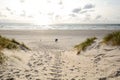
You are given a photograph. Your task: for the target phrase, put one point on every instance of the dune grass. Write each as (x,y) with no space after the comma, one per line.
(112,39)
(11,44)
(3,58)
(83,46)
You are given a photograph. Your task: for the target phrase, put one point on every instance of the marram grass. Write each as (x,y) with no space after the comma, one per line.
(83,46)
(112,39)
(6,43)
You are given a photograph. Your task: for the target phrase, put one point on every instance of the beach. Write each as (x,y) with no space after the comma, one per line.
(50,60)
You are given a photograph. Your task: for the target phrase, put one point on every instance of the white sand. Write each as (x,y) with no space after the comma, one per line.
(49,60)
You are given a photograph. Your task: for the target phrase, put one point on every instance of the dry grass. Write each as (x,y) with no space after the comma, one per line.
(83,46)
(3,58)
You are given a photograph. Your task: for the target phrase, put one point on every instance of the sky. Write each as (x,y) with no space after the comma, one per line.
(60,11)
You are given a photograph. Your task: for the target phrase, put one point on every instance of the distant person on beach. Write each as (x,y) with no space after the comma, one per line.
(56,40)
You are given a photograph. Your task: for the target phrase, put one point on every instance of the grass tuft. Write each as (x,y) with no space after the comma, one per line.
(83,46)
(112,39)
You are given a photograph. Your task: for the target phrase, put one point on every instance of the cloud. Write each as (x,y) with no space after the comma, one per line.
(72,15)
(8,9)
(76,10)
(60,3)
(89,6)
(23,14)
(1,15)
(87,17)
(82,12)
(98,17)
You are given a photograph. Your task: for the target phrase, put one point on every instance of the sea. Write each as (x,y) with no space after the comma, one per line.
(25,26)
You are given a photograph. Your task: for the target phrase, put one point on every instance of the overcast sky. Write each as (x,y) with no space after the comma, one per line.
(60,11)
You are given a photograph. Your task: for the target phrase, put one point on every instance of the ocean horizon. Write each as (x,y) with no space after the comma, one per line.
(26,26)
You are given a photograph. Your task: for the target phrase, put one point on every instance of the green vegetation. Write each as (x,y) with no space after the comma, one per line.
(11,44)
(112,39)
(7,43)
(83,46)
(24,46)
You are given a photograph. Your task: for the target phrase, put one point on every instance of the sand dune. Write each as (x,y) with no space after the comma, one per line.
(49,60)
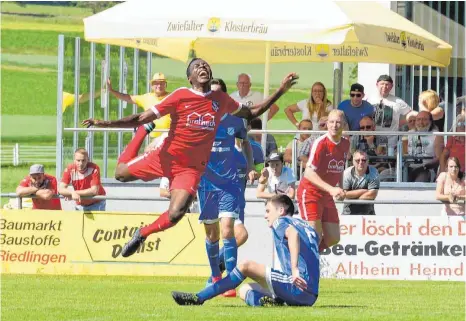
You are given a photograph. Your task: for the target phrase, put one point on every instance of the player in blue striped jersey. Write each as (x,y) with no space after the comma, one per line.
(220,193)
(297,284)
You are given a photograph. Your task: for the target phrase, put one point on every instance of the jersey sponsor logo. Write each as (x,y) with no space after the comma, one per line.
(336,167)
(196,120)
(215,105)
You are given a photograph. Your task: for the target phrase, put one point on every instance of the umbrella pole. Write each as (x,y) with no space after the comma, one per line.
(337,83)
(265,116)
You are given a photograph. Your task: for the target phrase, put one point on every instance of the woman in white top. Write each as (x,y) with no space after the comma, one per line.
(277,178)
(450,188)
(313,108)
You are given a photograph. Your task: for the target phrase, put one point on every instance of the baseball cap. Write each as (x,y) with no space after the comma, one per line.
(385,78)
(357,87)
(275,156)
(36,169)
(158,76)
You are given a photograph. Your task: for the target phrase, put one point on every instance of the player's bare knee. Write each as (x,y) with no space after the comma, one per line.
(244,267)
(243,290)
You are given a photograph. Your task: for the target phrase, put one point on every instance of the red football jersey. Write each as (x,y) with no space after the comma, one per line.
(195,118)
(328,159)
(50,182)
(83,180)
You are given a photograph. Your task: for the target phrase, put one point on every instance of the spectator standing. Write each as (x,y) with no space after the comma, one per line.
(313,108)
(451,188)
(360,182)
(424,146)
(388,108)
(277,178)
(249,98)
(356,108)
(271,144)
(43,186)
(84,176)
(303,152)
(455,146)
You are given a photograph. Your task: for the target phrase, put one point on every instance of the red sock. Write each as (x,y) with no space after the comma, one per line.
(322,246)
(131,150)
(160,224)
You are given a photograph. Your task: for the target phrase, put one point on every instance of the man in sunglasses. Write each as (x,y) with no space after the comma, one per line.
(356,108)
(360,182)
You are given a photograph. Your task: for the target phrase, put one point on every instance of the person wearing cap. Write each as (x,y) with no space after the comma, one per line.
(249,98)
(84,176)
(277,178)
(388,108)
(146,101)
(356,108)
(43,186)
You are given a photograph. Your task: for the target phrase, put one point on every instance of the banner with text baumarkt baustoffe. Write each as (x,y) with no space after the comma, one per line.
(398,248)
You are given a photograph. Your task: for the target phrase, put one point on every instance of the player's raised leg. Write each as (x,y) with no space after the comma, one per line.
(180,201)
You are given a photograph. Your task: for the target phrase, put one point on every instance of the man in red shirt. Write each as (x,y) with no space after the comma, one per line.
(42,185)
(85,178)
(324,171)
(196,113)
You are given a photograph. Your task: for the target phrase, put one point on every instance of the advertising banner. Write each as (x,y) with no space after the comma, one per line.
(371,247)
(60,242)
(398,248)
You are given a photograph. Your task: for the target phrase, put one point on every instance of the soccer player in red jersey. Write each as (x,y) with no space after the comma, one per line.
(324,171)
(196,113)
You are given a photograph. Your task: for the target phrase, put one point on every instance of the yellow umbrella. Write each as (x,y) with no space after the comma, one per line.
(259,31)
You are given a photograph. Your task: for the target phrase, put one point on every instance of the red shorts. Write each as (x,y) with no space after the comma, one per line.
(152,165)
(316,205)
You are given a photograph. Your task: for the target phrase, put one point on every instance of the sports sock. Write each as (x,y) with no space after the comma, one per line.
(212,254)
(231,281)
(231,254)
(322,246)
(160,224)
(131,150)
(221,259)
(252,298)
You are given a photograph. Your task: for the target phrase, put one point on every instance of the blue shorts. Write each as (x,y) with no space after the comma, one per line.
(242,203)
(216,204)
(281,286)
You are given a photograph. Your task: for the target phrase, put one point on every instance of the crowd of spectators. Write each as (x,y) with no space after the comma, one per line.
(373,157)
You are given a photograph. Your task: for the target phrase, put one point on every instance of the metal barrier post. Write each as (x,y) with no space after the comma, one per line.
(59,141)
(77,72)
(294,158)
(399,160)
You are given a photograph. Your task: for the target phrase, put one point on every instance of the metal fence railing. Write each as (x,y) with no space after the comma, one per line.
(248,200)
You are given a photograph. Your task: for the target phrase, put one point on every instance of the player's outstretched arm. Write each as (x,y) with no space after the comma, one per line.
(259,109)
(126,122)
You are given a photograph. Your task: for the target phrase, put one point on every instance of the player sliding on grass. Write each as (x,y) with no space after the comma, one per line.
(296,244)
(182,158)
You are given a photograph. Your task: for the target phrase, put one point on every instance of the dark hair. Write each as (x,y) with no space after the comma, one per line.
(256,123)
(220,82)
(457,162)
(188,70)
(283,200)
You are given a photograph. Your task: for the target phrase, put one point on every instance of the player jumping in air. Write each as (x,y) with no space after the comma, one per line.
(196,113)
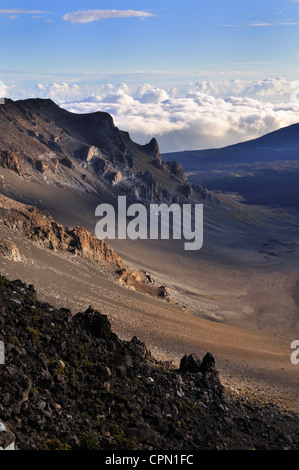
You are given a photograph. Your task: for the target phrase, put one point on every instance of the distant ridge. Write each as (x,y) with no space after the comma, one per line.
(282,145)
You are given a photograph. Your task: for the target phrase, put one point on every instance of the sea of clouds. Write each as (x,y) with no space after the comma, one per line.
(187,116)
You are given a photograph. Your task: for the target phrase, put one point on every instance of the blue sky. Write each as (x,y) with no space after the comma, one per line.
(193,73)
(190,36)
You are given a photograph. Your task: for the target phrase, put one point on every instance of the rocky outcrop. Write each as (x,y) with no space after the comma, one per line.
(39,227)
(69,382)
(9,250)
(7,438)
(9,161)
(153,148)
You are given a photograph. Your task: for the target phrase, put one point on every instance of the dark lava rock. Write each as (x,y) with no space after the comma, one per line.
(69,382)
(190,363)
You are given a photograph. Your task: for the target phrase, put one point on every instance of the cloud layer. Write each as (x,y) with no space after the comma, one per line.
(88,16)
(195,115)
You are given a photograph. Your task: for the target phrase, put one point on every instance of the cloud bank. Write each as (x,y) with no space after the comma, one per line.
(194,115)
(88,16)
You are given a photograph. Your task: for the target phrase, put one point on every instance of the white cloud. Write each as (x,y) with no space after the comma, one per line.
(88,16)
(194,115)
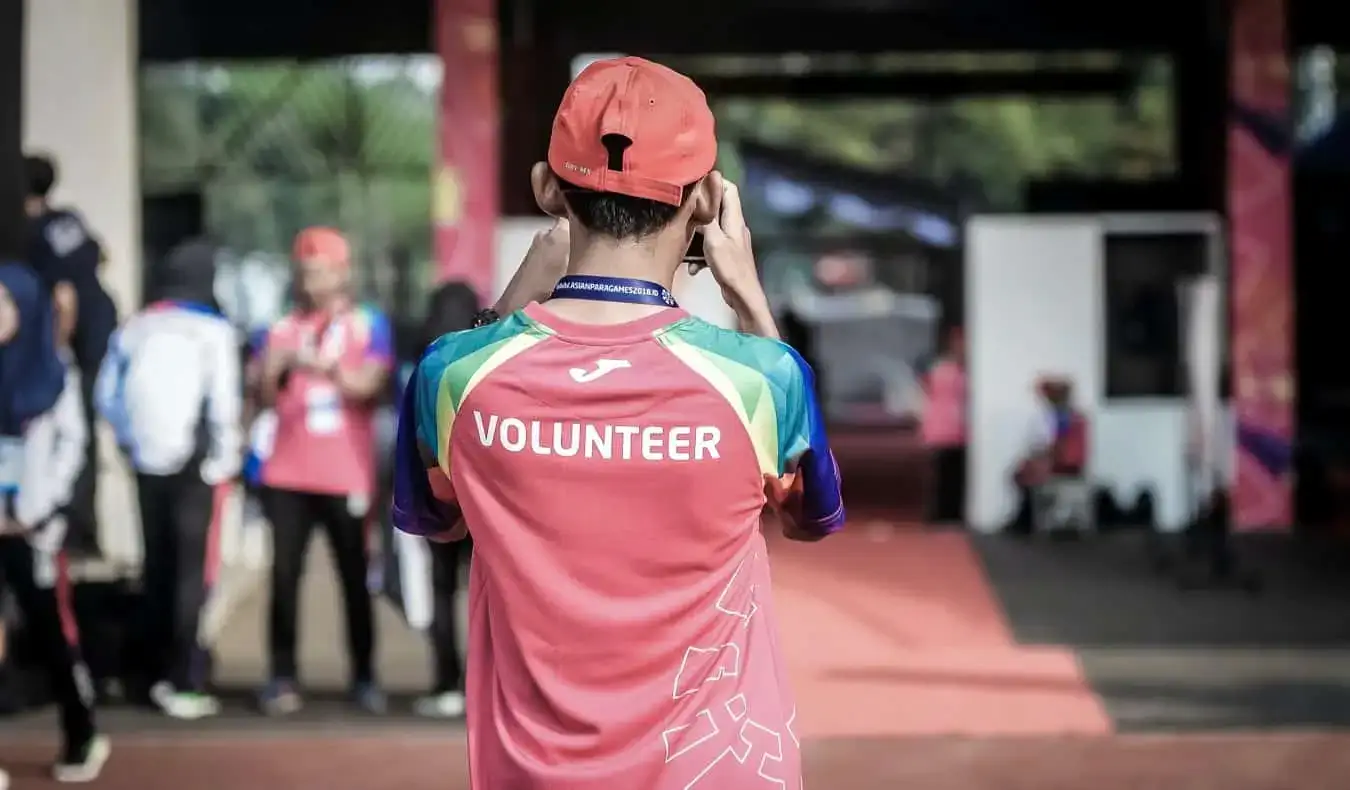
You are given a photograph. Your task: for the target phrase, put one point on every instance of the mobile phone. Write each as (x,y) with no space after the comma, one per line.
(694,255)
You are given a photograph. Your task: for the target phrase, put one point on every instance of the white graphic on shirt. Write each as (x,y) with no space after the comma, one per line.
(752,740)
(602,366)
(739,600)
(709,665)
(705,665)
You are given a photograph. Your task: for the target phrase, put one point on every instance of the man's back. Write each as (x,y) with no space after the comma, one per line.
(621,617)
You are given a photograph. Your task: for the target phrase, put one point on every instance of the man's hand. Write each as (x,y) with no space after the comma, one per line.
(544,265)
(726,243)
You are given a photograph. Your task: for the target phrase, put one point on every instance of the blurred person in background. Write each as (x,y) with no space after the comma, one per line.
(452,309)
(66,257)
(324,369)
(1055,446)
(942,430)
(170,388)
(598,584)
(42,436)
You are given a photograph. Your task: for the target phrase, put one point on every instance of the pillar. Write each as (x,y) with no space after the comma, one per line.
(11,130)
(80,106)
(1261,262)
(467,201)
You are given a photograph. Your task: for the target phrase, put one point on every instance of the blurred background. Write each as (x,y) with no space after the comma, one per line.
(1063,273)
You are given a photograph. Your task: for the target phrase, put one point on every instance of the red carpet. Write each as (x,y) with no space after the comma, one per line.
(895,631)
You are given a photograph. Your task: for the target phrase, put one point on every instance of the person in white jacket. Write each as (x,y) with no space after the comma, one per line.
(170,388)
(42,446)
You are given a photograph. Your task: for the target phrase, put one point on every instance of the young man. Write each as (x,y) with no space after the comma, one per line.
(66,257)
(170,388)
(613,458)
(324,367)
(42,438)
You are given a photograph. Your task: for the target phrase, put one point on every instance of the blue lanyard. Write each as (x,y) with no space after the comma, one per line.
(613,289)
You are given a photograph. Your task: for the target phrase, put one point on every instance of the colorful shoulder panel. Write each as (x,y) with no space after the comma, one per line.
(450,369)
(772,390)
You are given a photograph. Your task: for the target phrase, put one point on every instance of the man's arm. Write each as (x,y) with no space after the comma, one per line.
(424,496)
(807,494)
(544,265)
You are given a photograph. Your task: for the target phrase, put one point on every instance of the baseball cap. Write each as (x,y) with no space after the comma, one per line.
(320,242)
(654,119)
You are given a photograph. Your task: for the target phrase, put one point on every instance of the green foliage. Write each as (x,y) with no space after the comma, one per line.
(278,146)
(998,143)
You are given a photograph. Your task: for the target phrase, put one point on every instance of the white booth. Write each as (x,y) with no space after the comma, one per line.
(1036,303)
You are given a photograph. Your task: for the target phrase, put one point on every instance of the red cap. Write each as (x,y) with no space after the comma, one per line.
(663,115)
(320,242)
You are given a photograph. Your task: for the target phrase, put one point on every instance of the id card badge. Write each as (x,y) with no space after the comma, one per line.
(323,409)
(11,463)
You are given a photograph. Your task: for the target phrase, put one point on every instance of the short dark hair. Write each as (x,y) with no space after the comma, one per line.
(618,215)
(41,174)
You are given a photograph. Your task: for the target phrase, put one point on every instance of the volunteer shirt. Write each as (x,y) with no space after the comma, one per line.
(621,620)
(324,443)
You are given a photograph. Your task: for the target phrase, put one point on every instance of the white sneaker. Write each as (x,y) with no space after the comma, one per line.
(87,765)
(186,705)
(448,705)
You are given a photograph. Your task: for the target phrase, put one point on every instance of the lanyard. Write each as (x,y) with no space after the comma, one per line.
(613,289)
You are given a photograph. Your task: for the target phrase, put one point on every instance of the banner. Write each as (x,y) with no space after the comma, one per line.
(1261,273)
(466,192)
(1210,430)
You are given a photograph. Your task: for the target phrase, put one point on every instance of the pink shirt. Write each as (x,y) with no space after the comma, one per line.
(621,628)
(944,417)
(324,443)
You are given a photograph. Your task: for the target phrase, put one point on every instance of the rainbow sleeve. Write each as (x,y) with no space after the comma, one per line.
(772,390)
(803,444)
(452,366)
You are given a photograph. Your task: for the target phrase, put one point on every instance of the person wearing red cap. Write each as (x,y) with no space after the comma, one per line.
(613,458)
(324,366)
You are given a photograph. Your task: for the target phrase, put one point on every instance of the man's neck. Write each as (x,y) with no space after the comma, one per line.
(627,261)
(613,259)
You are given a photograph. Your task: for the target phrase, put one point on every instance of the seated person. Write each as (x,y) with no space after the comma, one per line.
(1057,447)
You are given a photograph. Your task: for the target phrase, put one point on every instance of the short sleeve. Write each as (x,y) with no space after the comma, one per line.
(424,500)
(799,415)
(805,449)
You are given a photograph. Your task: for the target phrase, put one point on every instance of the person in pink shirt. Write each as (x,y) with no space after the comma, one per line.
(326,363)
(942,428)
(613,457)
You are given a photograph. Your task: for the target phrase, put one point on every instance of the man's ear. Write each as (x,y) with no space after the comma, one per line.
(706,199)
(548,192)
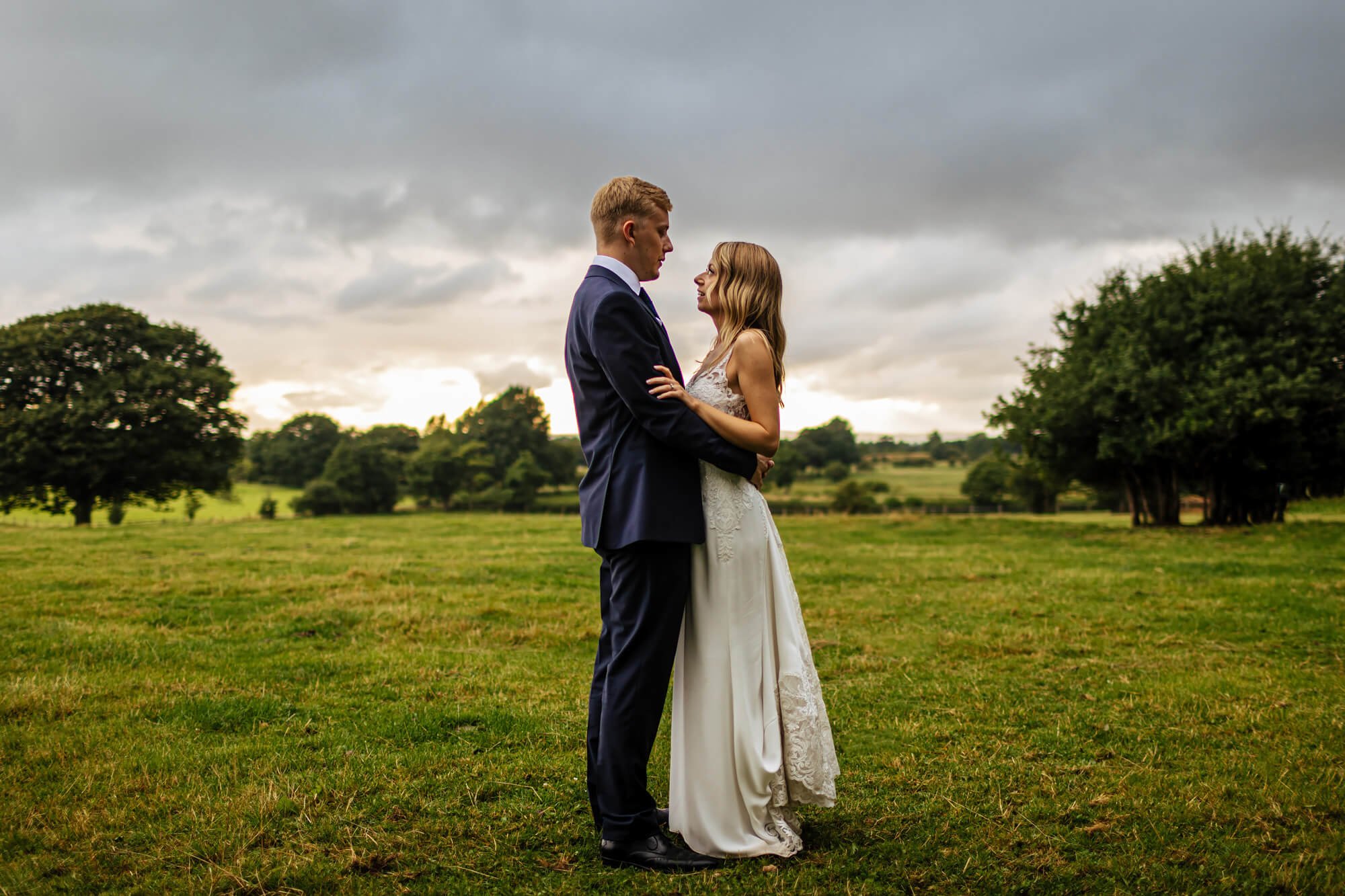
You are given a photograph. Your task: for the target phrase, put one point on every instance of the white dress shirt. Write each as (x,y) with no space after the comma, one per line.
(621,271)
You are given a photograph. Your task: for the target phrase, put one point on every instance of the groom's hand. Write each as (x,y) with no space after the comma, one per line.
(763,466)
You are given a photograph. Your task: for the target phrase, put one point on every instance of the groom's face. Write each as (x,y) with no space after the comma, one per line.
(652,244)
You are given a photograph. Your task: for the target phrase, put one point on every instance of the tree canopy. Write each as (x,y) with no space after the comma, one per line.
(1223,373)
(297,452)
(99,405)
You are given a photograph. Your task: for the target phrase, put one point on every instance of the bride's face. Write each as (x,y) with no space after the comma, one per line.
(705,299)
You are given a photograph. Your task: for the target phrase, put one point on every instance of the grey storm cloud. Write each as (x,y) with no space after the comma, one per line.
(935,177)
(513,374)
(401,286)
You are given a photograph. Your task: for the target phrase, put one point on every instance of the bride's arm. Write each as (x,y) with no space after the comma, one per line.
(757,380)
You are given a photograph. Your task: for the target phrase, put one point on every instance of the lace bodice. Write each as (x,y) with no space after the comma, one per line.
(712,386)
(724,495)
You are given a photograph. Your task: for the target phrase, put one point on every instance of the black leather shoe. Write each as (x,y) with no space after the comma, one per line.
(654,853)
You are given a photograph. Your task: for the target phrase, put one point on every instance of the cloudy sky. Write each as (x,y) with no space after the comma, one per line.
(380,210)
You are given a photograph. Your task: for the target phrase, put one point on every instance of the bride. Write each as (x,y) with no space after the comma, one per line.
(751,737)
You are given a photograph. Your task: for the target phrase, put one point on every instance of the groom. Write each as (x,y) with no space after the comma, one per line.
(641,512)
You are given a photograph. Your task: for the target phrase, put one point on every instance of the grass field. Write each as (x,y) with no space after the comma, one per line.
(938,483)
(397,705)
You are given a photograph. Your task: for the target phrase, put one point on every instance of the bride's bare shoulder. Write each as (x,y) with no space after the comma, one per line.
(753,346)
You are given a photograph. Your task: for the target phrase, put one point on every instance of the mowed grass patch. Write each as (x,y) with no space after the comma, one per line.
(397,704)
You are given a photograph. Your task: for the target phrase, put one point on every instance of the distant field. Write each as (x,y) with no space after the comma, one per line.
(396,704)
(931,483)
(245,502)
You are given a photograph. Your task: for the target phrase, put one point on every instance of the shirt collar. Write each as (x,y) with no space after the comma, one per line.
(621,271)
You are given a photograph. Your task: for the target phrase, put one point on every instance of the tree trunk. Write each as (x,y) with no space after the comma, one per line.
(84,512)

──────────────────────────────

Output the line containing "of the bride." and all lines after it to the end of the records, exactly as given.

You are given a photograph. Your task: for the target phrase, put one point on every instance of the bride. Write each as (x,y) with no space after the comma, one per line.
(751,737)
You are given a photograph. Your task: for the target phrase, put one point on every instance of the groom. Write each as (x,y) with no space after the comma, one per line.
(641,512)
You are given a photograph. Your task: for the target phrase, put one point on every instance of the grass field. Write each as (x,y) with no space after the comma, one per line.
(938,483)
(397,705)
You are given a photograph. Your task: for the target phrase, put one point on every instance of the bride's bare shoulder. Write each as (x,y) with no space after the comma, one per line.
(753,346)
You are given a photograph. Your task: for the target phrase, put one point on every instance of the mowed grass patch. Write each as (x,y) with no space after the comma, one per line.
(397,704)
You are given a photograph. Your task: for the target phrase, put one point on every instance of the distant field. Write each as (x,y) with no space after the comma, one per line.
(396,704)
(931,483)
(245,502)
You are given a photograph. Your task: for the target phrase, put one point on every instance of the shirt collar. Write each as (x,y) with no space after the comma, one per line.
(621,271)
You are given a photograph. Your task: for the target phrase, put one point on every instance of the tree trunk. Write each as (x,y) with no space after the comma, one per line.
(84,512)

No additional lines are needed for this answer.